→ TASK 1:
For the review of When Smoke Ran Like Water below, decide whether each statement agrees with it, answering yes or no and quoting the words that decide it. (a) Davis is a toxicologist who has researched the environmental causes of breast cancer. (b) The book operates on three different levels. (c) Davis wants polluters to bear the burden of proving their substances are safe.
→ TASK 2:
Write the next part of the review of When Smoke Ran Like Water below, picking up after its final sentence.

→ EXCERPT PROVIDED:
+++

When Smoke Ran Like Water: Tales of Environmental Deception and the Battle Against Pollution
Environmental History, Jul 2004 by Hood, Clifton
When Smoke Ran Like Water: Tales of Environmental Deception and the Battle Against Pollution. By Devra Lee Davis. New York: Basic Books, 2002. xx 316 pp. Illustrations, notes, index. Paper $16.95.
From Fairfield Osborn's Our Plundered Planet (Little, Brown, 1948) to Rachel Carson's Silent Spring (Houghton Mifflin, 1962) and Paul R. Ehrlich's Population Bomb (Random House, 1968), the literature of American environmentalism is replete with books that raise warnings about new dangers to human health or environmental quality. In When Smoke Ran Like Water, Devra Lee Davis, a toxicologist who has researched the environmental causes of diseases such as breast cancer and served on scientific advisory boards appointed by the federal government to assess pollution, steps forward as the latest Paul Revere to sound the alarm against toxic chemicals.
The book operates simultaneously on four different levels. On the most fundamental level, Davis provides detailed and contextualized accounts of several major pollution episodes, including the 1948 Donora inversion and London's 1952 "killer fog," and the emergence of smog in Los Angeles and elsewhere. She also explores the chronic health risks posed by toxic chemicals by investigating, for instance, the environmental sources of breast cancer and male infertility.
The second level is an examination of the ways that toxicologists and epidemiologists have created knowledge about pollution's impact on human health and developed standards for measuring it. Acknowledging that environmental epidemiology is "a blunt instrument," Davis nonetheless faults the health system for a preoccupation with the discrete causes of individual deaths that prevents it from coming to terms with the role that environmental contaminants play in mortality (p. xvii). Davis also chronicles how institutional science has produced, filtered, and, at times, impeded the realization that substances such as tobacco, carbon monoxide, and lead are hazardous. This discussion of scientific process leads Davis to the next level of her inquiry, an analysis of the regulatory politics of environmental science. This is the topic that lies at the book's heart: Davis contends that corporate interests and their academic retainers have mounted "industry-financed disinformation campaign[s]" that manipulate scientific procedures such as peer review in order to continue discharging harmful pollutants like the gasoline additive trichloroethylene and the synthetic rubber ingredient butadiene (p. 133). Davis calls for the adoption of a new standard for determining if an agent is toxic, one that would replace the existing regime that requires definitive evidence of danger in order for a chemical to be banned by shifting the burden of proof onto polluters and compelling them to show that their substances are safe.

+++

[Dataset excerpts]
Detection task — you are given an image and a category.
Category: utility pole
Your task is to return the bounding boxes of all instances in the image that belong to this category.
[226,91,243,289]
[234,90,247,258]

+++

→ WRITTEN ANSWER 1:
(a) Yes: "a toxicologist who has researched the environmental causes of diseases such as breast cancer"
(b) No: "The book operates simultaneously on four different levels."
(c) Yes: "shifting the burden of proof onto polluters and compelling them to show that their substances are safe"

→ WRITTEN ANSWER 2:
The fourth level involves the issue of persuasion in environmental science. For all her scientific background, Davis uses science primarily as a credential. More important as sources of her authority are the fact that she was born in Donora and that her family experienced its inversion crisis and that many of her relatives were victims of the Holocaust, as well as her evocative writing style. For Davis, toxic chemicals are ultimately a moral problem that involve human suffering. Although this moral designation is hardly invalid or inappropriate, it raises questions about standards of proof in scientific argument that Davis does not address.
This important and provocative book deserves to be widely read and debated.
Clifton Hood is associate professor of history at Hobart and William Smith Colleges. He is writing a cultural and social history of economic elites in New York City.